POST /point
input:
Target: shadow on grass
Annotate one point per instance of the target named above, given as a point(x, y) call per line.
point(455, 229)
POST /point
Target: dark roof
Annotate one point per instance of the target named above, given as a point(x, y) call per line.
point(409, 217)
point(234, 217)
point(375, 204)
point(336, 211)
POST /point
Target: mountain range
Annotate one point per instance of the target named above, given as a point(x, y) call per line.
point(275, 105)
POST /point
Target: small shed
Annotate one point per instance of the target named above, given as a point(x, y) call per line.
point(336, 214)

...

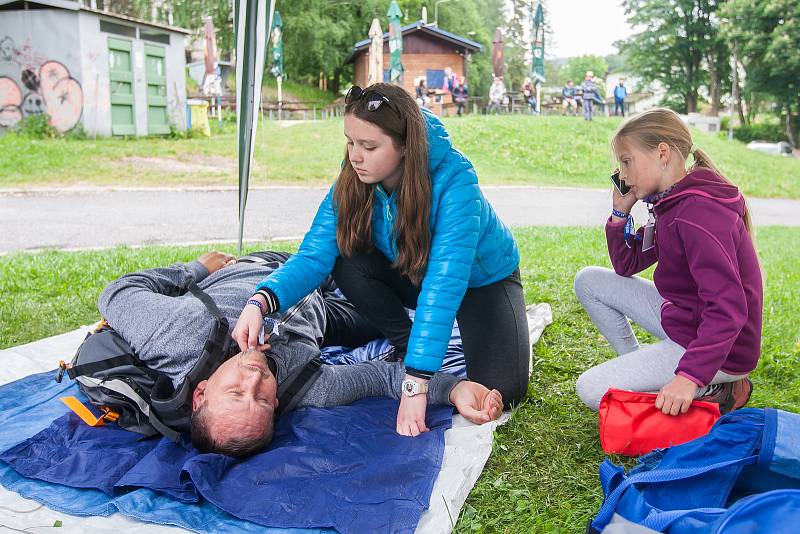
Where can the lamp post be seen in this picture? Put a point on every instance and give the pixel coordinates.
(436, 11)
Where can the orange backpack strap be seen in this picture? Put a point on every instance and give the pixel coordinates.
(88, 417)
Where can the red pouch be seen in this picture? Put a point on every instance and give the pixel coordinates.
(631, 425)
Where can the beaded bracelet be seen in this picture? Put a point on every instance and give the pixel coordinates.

--

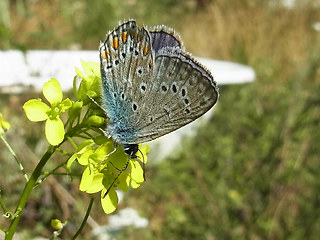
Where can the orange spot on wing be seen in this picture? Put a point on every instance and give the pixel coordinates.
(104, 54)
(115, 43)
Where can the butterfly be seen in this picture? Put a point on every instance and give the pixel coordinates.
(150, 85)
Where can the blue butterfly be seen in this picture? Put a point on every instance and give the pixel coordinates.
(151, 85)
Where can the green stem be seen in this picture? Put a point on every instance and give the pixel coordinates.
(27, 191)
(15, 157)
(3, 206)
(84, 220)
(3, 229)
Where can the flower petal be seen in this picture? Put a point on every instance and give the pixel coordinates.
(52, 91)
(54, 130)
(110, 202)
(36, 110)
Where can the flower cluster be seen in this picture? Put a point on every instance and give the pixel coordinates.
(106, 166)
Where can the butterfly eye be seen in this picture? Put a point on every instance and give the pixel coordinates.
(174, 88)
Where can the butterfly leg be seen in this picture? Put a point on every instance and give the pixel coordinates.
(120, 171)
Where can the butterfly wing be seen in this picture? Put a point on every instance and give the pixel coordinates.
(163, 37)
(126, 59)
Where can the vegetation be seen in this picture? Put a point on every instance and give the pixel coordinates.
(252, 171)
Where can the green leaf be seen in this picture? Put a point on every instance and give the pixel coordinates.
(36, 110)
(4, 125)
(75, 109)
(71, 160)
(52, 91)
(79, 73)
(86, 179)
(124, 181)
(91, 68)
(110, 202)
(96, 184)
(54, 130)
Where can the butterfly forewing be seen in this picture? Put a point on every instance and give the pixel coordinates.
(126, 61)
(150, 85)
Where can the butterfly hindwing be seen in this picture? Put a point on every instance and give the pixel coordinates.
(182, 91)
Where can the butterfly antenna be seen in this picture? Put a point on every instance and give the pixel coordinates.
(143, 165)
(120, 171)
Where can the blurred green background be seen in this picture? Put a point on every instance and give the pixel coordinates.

- [WORK REQUEST]:
Above are some lines. Repeat exactly, and only, those from the line that has "Where can the butterfly hindwing" through the line that has "Where can the blurred".

- [WRITTEN REPLY]:
Where can the butterfly hindwing be seen in this picture? Put a point on every instance and give the pixel coordinates.
(182, 91)
Where can the butterfly antenna be seen in this picture? Put a point on every instance and give the pixel coordinates.
(143, 165)
(120, 171)
Where can the blurred green background be seen in this picture? Put a point on every instance and give the pixel coordinates.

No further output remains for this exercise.